--- start Supplied text ---

1. Increased warming melts Arctic permafrost. This is happening at an alarming rate, and is not a matter of scientific dispute. Permafrost contains massive quantities of trapped CO2 and CH4 (methane), and frozen vegetative matter which release those gases.

2. The two most efficient natural absorbers of CO2 on the earth are oceanic carbonate-fixing environments, like coral reef systems, and rich terrestrial vegetative environments, like tropical rain forests. Coral reef systems are extremely dependent on limited stable temperature regimes, and are being reduced today by increased oceanic water temperatures. Tropical rain forests are being reduced by logging and burning at rapid rates, everywhere. Neither of these factual matters is in dispute, either.

--- end Supplied text ---
--- start Entries shown ---

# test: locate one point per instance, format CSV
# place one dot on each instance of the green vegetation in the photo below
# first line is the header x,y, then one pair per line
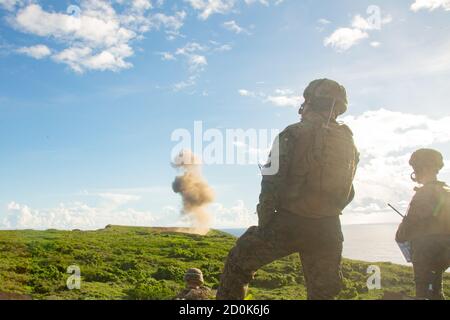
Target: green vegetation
x,y
146,263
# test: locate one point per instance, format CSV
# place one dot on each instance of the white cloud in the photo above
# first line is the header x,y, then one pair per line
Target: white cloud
x,y
167,56
10,4
38,51
264,2
194,54
430,5
210,7
246,93
280,97
234,27
76,215
284,100
344,38
98,36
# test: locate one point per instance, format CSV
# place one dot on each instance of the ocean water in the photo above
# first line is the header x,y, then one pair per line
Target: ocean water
x,y
371,242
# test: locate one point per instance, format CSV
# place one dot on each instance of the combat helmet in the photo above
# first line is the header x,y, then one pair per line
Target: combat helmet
x,y
427,158
326,95
194,275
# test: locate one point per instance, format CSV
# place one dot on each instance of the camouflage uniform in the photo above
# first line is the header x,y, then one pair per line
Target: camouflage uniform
x,y
283,230
427,227
194,287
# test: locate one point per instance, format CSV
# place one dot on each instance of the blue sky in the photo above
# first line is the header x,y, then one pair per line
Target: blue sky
x,y
90,96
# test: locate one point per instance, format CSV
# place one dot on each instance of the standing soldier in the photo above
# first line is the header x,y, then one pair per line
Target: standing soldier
x,y
300,204
427,225
195,289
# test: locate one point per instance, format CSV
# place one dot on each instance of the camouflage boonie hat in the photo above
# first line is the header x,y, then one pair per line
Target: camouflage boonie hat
x,y
424,158
324,94
193,274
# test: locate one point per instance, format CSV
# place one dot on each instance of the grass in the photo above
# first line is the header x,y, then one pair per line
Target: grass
x,y
147,263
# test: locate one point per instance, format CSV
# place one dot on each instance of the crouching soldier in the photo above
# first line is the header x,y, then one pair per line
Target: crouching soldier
x,y
427,225
195,290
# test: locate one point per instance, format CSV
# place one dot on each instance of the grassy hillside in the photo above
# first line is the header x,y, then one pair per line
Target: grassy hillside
x,y
149,263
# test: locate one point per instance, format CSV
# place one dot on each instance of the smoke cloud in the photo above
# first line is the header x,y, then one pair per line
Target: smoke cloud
x,y
195,192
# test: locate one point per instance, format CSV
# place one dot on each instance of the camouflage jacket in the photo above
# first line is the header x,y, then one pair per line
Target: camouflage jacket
x,y
200,293
428,213
293,143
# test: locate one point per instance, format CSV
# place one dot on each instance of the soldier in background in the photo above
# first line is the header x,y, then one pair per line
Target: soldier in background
x,y
300,205
195,290
427,225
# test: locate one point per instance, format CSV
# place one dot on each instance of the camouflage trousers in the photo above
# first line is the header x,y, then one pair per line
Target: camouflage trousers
x,y
318,241
431,257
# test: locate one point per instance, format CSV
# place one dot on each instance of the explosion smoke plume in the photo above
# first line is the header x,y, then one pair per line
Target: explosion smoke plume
x,y
195,192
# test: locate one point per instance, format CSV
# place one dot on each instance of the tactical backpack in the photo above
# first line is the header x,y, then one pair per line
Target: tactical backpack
x,y
323,175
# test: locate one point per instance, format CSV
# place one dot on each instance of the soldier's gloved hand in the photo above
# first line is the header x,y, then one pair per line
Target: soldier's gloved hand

--- end Entries shown ---

● Set of tasks:
A. In the climate passage, which two gases does permafrost hold in massive quantities?
B. Please copy word for word the part of the climate passage starting at "2. The two most" and ending at "in dispute, either.".
The entries were drawn from a separate source.

● Responses to the tasks:
A. CO2 and CH4 (methane).

B.
2. The two most efficient natural absorbers of CO2 on the earth are oceanic carbonate-fixing environments, like coral reef systems, and rich terrestrial vegetative environments, like tropical rain forests. Coral reef systems are extremely dependent on limited stable temperature regimes, and are being reduced today by increased oceanic water temperatures. Tropical rain forests are being reduced by logging and burning at rapid rates, everywhere. Neither of these factual matters is in dispute, either.